• _Instructions for the task_
Repeat exactly, and only, the lines from the line containing "Could you please pick out the man in" through the last line of the records below, including both.

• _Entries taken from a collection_
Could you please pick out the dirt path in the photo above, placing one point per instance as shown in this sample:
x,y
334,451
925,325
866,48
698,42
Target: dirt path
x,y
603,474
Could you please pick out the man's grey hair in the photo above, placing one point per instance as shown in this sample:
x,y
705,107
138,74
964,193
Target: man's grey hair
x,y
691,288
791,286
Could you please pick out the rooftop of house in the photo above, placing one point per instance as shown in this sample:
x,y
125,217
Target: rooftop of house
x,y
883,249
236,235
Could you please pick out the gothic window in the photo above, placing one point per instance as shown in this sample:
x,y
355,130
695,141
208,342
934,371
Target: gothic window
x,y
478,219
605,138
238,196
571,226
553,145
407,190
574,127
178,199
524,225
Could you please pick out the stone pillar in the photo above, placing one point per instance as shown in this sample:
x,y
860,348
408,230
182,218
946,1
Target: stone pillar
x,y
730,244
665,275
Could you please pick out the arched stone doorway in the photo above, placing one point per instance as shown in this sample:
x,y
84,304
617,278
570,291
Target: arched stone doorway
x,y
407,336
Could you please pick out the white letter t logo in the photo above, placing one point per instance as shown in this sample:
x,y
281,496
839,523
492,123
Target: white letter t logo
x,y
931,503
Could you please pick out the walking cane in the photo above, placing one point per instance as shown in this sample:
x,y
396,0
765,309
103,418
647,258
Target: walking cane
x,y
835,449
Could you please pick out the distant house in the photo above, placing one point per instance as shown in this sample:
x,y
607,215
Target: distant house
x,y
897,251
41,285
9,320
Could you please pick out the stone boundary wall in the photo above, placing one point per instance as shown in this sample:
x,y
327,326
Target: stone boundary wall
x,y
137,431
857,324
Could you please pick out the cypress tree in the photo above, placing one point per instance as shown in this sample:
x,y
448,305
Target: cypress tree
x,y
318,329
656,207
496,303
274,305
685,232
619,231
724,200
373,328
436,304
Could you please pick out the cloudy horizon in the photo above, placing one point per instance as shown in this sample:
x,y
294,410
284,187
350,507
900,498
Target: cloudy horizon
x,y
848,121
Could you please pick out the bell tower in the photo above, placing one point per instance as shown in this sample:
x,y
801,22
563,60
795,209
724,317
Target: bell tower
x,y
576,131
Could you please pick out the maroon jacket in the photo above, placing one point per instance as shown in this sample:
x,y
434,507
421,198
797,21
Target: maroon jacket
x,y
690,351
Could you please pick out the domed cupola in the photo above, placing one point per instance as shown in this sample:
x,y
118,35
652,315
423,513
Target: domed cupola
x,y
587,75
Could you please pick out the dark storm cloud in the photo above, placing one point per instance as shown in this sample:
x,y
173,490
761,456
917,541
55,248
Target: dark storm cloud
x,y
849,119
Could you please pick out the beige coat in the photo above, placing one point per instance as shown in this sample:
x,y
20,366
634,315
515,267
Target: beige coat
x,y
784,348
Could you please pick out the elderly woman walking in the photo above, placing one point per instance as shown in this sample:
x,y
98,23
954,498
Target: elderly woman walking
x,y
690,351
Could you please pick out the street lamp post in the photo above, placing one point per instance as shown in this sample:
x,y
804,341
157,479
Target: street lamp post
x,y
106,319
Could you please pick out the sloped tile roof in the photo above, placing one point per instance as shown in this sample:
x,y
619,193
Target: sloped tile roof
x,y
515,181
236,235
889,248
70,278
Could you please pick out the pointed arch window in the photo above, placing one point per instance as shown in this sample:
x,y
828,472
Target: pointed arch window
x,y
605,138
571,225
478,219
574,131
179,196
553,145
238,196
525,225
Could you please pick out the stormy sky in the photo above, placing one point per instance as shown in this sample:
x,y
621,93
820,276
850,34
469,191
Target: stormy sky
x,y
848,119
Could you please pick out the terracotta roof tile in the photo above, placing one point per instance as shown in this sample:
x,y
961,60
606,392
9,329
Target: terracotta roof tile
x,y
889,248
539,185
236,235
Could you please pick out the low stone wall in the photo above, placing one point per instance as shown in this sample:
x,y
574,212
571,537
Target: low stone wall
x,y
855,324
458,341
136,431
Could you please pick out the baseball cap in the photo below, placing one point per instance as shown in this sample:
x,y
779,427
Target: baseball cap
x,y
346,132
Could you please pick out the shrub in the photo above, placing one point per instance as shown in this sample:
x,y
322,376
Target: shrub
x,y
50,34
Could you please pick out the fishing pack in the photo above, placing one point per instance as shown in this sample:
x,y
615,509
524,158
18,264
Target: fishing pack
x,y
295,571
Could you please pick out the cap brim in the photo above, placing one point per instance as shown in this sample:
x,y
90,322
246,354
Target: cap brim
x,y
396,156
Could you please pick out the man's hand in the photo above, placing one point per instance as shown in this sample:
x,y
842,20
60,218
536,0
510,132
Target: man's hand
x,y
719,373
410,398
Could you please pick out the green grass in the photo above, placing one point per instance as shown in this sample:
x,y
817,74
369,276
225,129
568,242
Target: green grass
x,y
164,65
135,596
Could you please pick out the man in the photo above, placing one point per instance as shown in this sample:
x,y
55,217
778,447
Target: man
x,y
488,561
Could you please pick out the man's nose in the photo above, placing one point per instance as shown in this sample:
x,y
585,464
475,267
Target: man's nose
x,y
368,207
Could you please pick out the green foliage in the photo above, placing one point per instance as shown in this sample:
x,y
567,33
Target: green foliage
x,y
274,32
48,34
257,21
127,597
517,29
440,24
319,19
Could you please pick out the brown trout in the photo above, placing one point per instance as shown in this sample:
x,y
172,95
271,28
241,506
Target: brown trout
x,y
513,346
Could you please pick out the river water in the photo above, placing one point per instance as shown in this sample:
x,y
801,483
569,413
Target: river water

• _Answer to the task_
Could you please pick out the man in the photo above, placing one point per instance as shown in this sample:
x,y
55,217
778,447
Target: man
x,y
488,561
Could you please pick out the man's nose in the photo above, placing one point per instance as shown in this sample:
x,y
585,464
475,267
Target: man's nose
x,y
368,207
Could you please pick out the green foliage in the photo above, placing one point per instance as shown in this sample:
x,y
567,33
Target: green foliage
x,y
274,32
48,34
257,21
127,597
517,29
440,24
319,19
Could you please pick out the brown trout in the photo above, placing one point per instance as shown in this sample:
x,y
172,95
271,28
241,506
Target: brown trout
x,y
513,346
Could you please pick out the river water in the photo above, placing one point per instance as shown in this sample:
x,y
801,483
569,413
Target: river water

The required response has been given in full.